I do have access to a commercial OCR that do check all those boxes. I cannot share the code, but if you provide the PDFs I can generate the .html or .txt for each file.

Try it on this pdf http://www.math.bas.bg/mathmod/Proceedings_CTF/CTF-1984/files_CTF-1984/CTF-1984-334-345.pdf

hippke commented 3 years ago

Attached is the result from ABBYY FineReader 15. Looks OK to me. I'd give it 90%. The document is pretty difficult (russian math) and in bad shape (warps). Most of sci-hub will be much better. I estimate >90% of sci-hub will be 99% or better.

ABBYY has automation capability.

Is that "good enough"?

CTF-1984-334-345.docx CTF-1984-334-345-from-abbyy.txt

hippke commented 3 years ago

Also, companies like ABBYY and Omnipage have built these OCR solutions over decades, and likely put 100m++ USD into the research and dev. We won't improve over that on our own in the short term. It's either such a solution, or it's not good enough and can be tried again in a decade.

StellaAthena commented 3 years ago

Attached is the result from ABBYY FineReader 15. Looks OK to me. I'd give it 90%. The document is pretty difficult (russian math) and in bad shape (warps). Most of sci-hub will be much better. I estimate >90% of sci-hub will be 99% or better.

ABBYY has automation capability.

Is that "good enough"?

CTF-1984-334-345.docx CTF-1984-334-345-from-abbyy.txt

Thanks for doing the conversion! I’ll take a look at it this weekend. Just an FYI, the text is in English not Russian. It’s from a Russian academic journal.

And yeah, we know it’s worse than most texts we will encounter. That’s what makes it a good test case :)

leogao2 commented 3 years ago

I do have access to a commercial OCR that do check all those boxes. I cannot share the code, but if you provide the PDFs I can generate the .html or .txt for each file.

@bratao What volume of pdfs are you able to process? We may be processing a very large amount of pdfs. (Think 100TB in total)

hippke commented 3 years ago

Compute will be relevant. For the 7.3 MB testfile my Core i7-7700k needs 15s in FineReader, i.e. 500kb/sec. For 100 TB of PDFs it would be 5 months.

WHAT TO WORK ON:
1 > In the OCR discussion, how long did FineReader take to process the 7.3 MB test file?
2 > Continue the OCR discussion from its last sentence.
You won't need the items for this work.

Collected data entries:
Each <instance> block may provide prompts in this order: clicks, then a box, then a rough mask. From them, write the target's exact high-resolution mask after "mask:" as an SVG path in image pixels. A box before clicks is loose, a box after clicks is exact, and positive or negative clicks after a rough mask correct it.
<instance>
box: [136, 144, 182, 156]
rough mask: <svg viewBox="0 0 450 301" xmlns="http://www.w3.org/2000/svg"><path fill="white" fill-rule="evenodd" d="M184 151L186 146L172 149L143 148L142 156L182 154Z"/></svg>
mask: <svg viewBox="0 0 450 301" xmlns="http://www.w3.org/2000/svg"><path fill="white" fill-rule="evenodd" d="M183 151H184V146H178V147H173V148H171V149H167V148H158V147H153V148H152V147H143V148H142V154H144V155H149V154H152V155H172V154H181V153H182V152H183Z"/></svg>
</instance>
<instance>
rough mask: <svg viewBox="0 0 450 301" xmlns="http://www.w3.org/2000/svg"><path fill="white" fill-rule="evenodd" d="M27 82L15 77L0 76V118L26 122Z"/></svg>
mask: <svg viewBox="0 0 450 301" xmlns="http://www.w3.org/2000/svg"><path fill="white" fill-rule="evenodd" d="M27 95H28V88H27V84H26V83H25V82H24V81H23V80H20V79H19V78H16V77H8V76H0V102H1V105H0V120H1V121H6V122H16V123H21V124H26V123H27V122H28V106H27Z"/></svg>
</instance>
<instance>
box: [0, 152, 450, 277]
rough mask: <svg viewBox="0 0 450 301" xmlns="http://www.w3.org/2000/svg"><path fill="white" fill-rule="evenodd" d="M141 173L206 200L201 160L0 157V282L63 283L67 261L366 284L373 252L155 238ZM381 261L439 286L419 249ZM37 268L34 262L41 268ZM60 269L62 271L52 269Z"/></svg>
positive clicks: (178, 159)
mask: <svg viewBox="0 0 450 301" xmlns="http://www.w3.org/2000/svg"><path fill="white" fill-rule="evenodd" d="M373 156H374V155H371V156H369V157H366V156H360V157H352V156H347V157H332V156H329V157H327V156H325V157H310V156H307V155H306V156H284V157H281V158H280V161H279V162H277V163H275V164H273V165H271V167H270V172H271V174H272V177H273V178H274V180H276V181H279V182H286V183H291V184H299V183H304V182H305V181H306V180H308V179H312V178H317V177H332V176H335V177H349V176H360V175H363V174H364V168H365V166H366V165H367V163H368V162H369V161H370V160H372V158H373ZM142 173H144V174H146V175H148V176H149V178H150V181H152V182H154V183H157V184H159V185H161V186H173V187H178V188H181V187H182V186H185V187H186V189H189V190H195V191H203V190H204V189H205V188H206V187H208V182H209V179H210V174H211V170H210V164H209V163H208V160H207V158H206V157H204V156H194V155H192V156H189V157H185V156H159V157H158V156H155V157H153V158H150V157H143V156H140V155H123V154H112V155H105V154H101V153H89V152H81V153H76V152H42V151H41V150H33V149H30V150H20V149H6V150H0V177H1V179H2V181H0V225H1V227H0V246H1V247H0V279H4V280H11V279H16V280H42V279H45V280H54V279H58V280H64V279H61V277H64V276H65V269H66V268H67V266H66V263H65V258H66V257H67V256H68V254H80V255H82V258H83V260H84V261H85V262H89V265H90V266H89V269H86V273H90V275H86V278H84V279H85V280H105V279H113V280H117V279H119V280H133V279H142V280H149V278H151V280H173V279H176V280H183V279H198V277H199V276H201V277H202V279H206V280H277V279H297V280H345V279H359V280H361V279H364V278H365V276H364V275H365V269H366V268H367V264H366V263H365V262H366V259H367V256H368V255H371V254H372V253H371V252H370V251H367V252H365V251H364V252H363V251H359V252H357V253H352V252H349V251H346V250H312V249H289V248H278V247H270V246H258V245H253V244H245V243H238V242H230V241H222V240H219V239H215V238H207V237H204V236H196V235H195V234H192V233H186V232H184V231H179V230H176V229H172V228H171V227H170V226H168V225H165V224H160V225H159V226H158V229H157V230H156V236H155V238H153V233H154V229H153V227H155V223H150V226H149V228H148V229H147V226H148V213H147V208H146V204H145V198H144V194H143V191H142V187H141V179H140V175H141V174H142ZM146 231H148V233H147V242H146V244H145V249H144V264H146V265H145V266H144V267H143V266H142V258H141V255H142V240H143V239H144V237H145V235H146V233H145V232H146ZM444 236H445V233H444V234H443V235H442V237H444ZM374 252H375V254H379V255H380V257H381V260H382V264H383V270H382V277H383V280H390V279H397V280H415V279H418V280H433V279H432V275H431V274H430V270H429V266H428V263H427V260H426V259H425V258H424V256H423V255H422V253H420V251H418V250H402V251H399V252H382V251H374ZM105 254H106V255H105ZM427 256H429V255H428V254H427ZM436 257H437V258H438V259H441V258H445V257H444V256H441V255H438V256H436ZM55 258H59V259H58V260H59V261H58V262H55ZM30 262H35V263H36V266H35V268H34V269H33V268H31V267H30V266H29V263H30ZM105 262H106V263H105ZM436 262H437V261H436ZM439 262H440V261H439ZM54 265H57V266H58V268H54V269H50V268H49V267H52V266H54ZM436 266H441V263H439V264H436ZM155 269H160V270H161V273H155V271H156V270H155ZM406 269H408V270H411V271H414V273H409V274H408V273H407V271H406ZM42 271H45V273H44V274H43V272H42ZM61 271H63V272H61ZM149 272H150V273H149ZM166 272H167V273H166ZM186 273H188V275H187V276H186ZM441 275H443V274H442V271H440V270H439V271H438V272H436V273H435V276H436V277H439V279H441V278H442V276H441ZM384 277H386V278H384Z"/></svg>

RESPONSES:
1 > It took 15 seconds on a Core i7-7700k.

2 >
leogao2 commented 3 years ago

Compute will be relevant. For the 7.3 MB testfile my Core i7-7700k needs 15s in FineReader, i.e. 500kb/sec. For 100 TB of PDFs it would be 5 months.

That is not an issue. We're not in a hurry, and we can obtain much, much more compute than a single 7700k.

(At present we have 64 cores at our immediate disposal, which would bring that time down to well under a month, and we can obtain more if necessary.)

trisongz commented 3 years ago

I would recommend checking out JSL's PDF OCR - has high scalability, and have tested it myself on 4GBs of PDFs, with good results. Getting started requires some tweaking and fine tuning (memory, cores, etc), but once all the settings are in place, it's fairly stable and reliable.

I went through several PDF readers including the ones listed above (notable mention to parsr) and ultimately went with JSL.

bratao commented 3 years ago

@leogao2 the ocr I do have access will have results very similar or better than the finereader or omnipage. So the results are practically identical to @hippke . But I can further tweak to try to eliminate the header and footer.

It can process 30 pages per minute in a single vps core. If I rent a epyc dedicated server from hetzner I think it will process 100tb in less than a month. I can do it.